* Written task *
Print the lines from the start of the rows through the line containing "rough mask: <svg", inclusive, reproducing them without change.

* Supplied material *
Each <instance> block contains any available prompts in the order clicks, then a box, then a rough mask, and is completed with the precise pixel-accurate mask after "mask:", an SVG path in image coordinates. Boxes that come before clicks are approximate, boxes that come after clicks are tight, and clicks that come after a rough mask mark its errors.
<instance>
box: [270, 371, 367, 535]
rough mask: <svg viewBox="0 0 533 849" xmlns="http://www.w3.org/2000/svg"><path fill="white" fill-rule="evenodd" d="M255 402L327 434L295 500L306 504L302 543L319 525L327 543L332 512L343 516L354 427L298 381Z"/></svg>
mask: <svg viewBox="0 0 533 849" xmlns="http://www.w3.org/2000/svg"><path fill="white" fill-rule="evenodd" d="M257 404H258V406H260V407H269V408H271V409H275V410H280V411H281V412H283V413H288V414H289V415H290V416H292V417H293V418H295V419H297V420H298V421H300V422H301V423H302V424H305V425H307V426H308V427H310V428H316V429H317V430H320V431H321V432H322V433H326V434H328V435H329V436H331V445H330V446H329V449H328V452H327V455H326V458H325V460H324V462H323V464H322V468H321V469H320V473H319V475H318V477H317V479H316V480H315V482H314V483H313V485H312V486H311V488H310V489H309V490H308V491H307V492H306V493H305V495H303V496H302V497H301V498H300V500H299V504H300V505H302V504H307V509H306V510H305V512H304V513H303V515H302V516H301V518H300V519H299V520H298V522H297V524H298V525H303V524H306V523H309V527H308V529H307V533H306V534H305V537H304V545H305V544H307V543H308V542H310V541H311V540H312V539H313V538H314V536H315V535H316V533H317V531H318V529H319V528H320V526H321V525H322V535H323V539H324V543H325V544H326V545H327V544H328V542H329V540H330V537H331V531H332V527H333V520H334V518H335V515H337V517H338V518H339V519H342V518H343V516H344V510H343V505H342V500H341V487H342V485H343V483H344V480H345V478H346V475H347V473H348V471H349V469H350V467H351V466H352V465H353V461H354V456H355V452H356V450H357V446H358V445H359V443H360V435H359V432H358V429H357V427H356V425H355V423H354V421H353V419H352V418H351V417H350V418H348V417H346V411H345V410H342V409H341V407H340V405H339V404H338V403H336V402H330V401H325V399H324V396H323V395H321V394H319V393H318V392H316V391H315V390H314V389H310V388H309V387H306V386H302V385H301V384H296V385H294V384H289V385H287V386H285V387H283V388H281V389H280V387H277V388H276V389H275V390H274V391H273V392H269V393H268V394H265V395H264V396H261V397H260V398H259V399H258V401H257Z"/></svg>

* Answer section *
Each <instance> block contains any available prompts in the order clicks, then a box, then a rough mask, and is completed with the precise pixel-accurate mask after "mask:", an SVG path in image coordinates. Boxes that come before clicks are approximate, boxes that come after clicks are tight, and clicks that come after a rough mask mark its errors.
<instance>
box: [270, 371, 367, 535]
rough mask: <svg viewBox="0 0 533 849" xmlns="http://www.w3.org/2000/svg"><path fill="white" fill-rule="evenodd" d="M255 402L327 434L295 500L306 504L302 543L319 525L327 543L332 512L343 516L354 427L298 381Z"/></svg>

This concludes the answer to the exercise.